:: Source material ::
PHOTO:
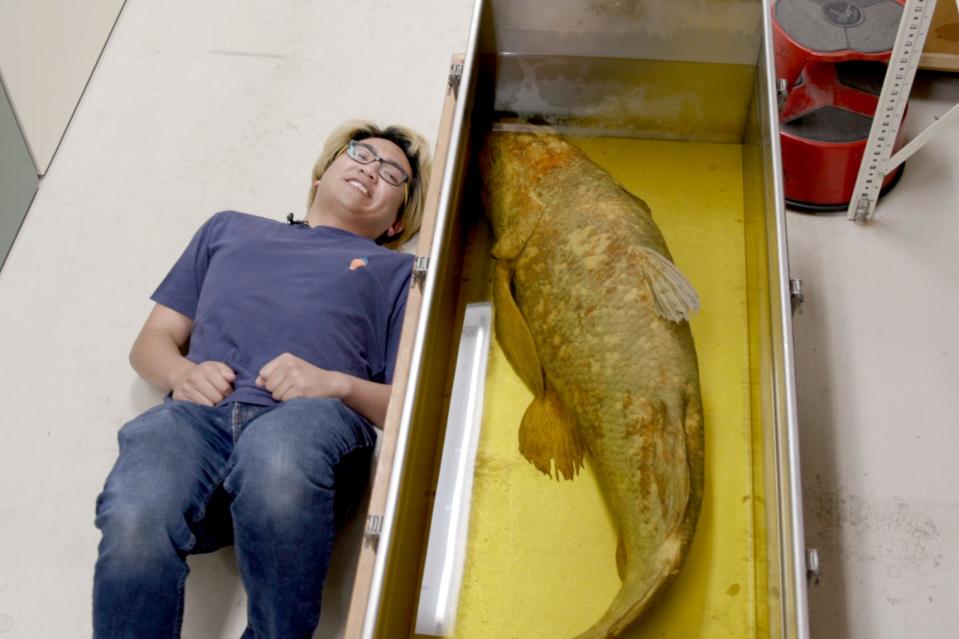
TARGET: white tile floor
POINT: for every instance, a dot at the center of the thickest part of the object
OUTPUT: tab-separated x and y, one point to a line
201	106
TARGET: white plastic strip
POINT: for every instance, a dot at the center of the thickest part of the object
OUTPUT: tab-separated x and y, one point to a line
906	52
446	549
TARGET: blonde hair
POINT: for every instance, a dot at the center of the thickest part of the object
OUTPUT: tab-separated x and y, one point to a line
416	149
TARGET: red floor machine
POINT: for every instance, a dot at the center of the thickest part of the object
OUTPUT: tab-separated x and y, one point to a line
832	56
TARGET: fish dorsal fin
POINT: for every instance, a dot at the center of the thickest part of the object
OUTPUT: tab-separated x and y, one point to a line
673	297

:: Instruction ::
Write out all the lines above again, requests included, but shift every coordinate in the answers by -84, so that each x and each y value is 84 lower. Leave the pictures out.

:: Response to this task ::
PHOTO:
TARGET: white tile floor
POINT: for every instance, a dot at the center of the thickest part of the object
OUTPUT: tab-separated x and y, one point to a line
117	22
TARGET: white plastic strip
POINT: for every instance, a dot at the center of the thickest part of the object
OUTPUT: tab-separated x and y, one point to a line
822	-32
362	465
TARGET: blonde hair
POINT: for every instance, a dot at the center of the thickest part of the object
OUTPUT: tab-separated x and y, one point to a line
332	65
TARGET: red floor machine
POINT: for every instance, a dot at the center of the thickest part of the object
OUTPUT: tab-separated x and y, one point to a line
748	-28
TARGET: fish dorsal fin
POINT: for every instance, a dot at the center of the thickest part of the object
OUTPUT: tab-separated x and y, one point to a line
589	213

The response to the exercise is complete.